### Your objective
Output the line containing "Front: indicate one pin on every instance of the brown" and all subsequent lines of the listing below, copied exactly, with no other lines.

### Supplied data

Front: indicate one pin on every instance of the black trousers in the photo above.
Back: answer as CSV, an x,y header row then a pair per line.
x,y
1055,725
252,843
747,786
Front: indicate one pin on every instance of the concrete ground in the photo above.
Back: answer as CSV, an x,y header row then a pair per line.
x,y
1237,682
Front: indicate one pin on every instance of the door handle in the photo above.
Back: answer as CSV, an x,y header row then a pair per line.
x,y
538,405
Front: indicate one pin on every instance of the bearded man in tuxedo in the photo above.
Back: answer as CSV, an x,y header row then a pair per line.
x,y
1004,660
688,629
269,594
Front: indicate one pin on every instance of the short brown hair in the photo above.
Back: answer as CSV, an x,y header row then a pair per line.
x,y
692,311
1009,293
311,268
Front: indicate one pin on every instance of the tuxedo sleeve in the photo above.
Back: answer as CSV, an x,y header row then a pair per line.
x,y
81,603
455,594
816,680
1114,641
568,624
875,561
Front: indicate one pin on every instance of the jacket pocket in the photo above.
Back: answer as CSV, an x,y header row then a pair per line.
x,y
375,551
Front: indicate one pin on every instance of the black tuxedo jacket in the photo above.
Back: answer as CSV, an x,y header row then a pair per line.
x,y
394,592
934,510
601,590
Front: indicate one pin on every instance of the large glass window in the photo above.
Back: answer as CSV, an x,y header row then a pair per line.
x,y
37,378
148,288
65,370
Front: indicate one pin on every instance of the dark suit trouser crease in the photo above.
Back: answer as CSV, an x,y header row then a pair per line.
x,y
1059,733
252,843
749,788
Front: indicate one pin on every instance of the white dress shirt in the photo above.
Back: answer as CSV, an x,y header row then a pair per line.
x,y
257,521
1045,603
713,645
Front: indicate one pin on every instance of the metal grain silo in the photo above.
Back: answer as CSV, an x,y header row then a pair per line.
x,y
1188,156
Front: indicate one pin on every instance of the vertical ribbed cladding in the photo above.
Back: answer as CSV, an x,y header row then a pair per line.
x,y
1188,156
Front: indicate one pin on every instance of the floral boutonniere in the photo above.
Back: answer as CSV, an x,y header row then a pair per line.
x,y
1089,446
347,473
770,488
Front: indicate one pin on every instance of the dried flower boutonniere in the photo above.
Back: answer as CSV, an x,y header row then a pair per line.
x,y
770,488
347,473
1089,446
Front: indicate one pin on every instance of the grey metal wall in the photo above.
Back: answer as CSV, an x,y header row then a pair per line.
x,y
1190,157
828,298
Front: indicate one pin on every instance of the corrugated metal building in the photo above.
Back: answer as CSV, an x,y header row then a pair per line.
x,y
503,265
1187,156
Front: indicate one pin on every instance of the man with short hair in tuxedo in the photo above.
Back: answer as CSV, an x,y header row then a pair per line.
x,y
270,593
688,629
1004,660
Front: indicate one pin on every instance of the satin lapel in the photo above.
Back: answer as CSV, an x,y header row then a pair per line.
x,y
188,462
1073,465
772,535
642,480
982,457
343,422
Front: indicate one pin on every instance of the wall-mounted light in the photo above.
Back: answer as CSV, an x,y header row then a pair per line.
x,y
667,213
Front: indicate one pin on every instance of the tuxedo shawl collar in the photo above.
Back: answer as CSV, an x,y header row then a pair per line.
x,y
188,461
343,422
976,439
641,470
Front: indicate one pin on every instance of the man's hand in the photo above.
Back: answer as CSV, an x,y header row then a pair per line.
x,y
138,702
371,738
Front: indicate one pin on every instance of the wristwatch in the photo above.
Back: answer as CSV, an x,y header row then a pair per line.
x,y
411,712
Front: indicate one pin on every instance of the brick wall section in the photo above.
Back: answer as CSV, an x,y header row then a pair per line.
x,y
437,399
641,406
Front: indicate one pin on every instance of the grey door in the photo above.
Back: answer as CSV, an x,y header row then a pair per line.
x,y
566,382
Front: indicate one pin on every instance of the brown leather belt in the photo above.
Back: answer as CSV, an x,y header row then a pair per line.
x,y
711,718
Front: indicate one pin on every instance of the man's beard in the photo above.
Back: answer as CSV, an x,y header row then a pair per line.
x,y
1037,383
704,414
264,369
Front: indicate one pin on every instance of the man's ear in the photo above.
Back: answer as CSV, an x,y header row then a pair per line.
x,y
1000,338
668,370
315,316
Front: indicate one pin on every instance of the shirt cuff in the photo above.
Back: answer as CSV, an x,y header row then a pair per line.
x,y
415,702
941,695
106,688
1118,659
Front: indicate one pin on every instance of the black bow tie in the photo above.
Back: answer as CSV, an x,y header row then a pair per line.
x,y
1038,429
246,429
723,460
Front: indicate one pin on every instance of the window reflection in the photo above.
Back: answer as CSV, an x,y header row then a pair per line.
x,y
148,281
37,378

### Solved problem
Front: indicate one pin on every instance of the brown leather belt in the photo above.
Back: answer as CSV, an x,y header row then a pair per line.
x,y
711,718
Front: indicate one pin on every instance of the man's beard in the photo above.
Back: answer as CSV, an x,y header row then a pair per line.
x,y
1037,383
704,414
264,369
Front: indicate one pin on every instance of the man's ear in the photo above.
Back: answer as CSV, an x,y header row then a pair per line.
x,y
1000,338
668,370
315,316
Front: indicate one pin on every instance of the shirt cuff in the photo above.
Back: answer as CSV, an x,y header row then a pair per line.
x,y
415,702
941,695
106,688
1118,659
Front: indicate one pin on every instance of the black bow tie in the photo above.
Back: answer as CSV, an x,y header row then a pair per line.
x,y
1038,429
246,429
723,460
Front: indicate one pin on every instance of the window reflection in the photo above.
Back: answer as CSV, an x,y header row then a pair per line.
x,y
148,281
37,378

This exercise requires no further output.